**** Excerpted passage ****

I'm not familiar with Windows 11 LTSC, but I am familiar with Windows 10 LTSC. It's missing a number of libraries and other things that prevent a number of programs from running on 10 LTSC, including the ones I need. Microsoft is a b@st@rds, but they're not stupids.

No they aren't, but neither are they all-seeing and knowing.

The best course of action to mitigate this would be to install Win 11 LTSC and then add in the stuff that's missing. I did some research:

  1. In 2026, it is easier to add back in the missing DirectX End-User Runtimes and the Visual C++ All-in-One redistributables than it used to be.

Apps like 3ds Max and ZBrush primarily need the C++ 2015-2022 Redistributables (both x86 and x64) and DirectX 9/10/11 legacy DLLs. You can download a single "All-in-One" installer from community sources (like TechPowerUp or GitHub), that reinstalls them.

****

● Study questions
**1.** Name each DirectX version whose legacy DLLs the Windows LTSC discussion says apps like 3ds Max and ZBrush need.
**2.** Summarize the Windows LTSC discussion in two sentences.
**3.** Carry the Windows LTSC discussion forward from its last sentence.

**** Recorded information ****

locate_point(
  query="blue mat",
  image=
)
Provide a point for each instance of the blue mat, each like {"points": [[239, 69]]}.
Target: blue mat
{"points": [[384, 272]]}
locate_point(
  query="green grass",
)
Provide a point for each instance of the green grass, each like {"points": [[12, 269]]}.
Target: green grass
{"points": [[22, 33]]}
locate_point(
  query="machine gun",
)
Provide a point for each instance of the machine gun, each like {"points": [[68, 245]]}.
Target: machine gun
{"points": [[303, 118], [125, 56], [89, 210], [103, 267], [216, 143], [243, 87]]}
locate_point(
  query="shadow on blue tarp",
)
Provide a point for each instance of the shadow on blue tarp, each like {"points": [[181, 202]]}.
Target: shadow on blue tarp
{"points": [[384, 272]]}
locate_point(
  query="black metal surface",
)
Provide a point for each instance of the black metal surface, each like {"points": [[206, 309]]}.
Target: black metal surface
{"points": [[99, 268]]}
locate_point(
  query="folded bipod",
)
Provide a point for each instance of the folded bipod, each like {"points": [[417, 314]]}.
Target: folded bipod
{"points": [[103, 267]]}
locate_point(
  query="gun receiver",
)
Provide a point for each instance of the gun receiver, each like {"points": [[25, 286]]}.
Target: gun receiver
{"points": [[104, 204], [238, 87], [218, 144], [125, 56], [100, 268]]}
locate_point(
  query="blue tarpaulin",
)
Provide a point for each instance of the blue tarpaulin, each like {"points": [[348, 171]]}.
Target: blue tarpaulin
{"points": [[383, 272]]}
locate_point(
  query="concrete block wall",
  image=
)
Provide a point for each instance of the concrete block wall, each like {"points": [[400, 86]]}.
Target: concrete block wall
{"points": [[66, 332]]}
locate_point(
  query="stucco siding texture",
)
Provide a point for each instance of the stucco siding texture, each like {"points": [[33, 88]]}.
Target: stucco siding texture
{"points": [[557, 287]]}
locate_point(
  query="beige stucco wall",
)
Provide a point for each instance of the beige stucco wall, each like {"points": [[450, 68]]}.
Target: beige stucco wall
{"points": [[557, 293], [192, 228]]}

****

● Answers
**1.** DirectX 9, DirectX 10, DirectX 11

**2.** One post says Windows 10 LTSC lacks libraries and other things that keep a number of programs from running, and a reply suggests installing Windows 11 LTSC and then adding back what is missing. According to that reply, apps like 3ds Max and ZBrush mainly need the C++ 2015-2022 Redistributables (x86 and x64) and DirectX 9/10/11 legacy DLLs, which a single "All-in-One" installer from community sources such as TechPowerUp or GitHub can reinstall.

**3.**
As for proprietary drivers, your Wacom and 3Dconnexion drivers will work fine on LTSC because the underlying architecture is identical to Pro.

Once you install your missing libraries, they will stay there, because LTSC only receives security patches and not feature updates.

  1. Even with LTSC, it would be a very good idea to get a hardware firewall (pfSense/OPNsense are good - $200 to $300). Because even a "zero" level of telemetry is not silence. It will activate to verify your hardware/firmware hasn't been tampered with (tpm 2.0, secure boot, etc.) Also, it pings ms to check policy status and certificate revocation lists and arcana like that. Your machine has a fingerprint bound to something called your TPM endorsement key, which a hardware firewall can block. If it tries to leave via their high traffic node (13.107.4.52), the hardware firewall kills it. It can do this because by definition a hardware firewall is completely outside the "circle of trust" of the os.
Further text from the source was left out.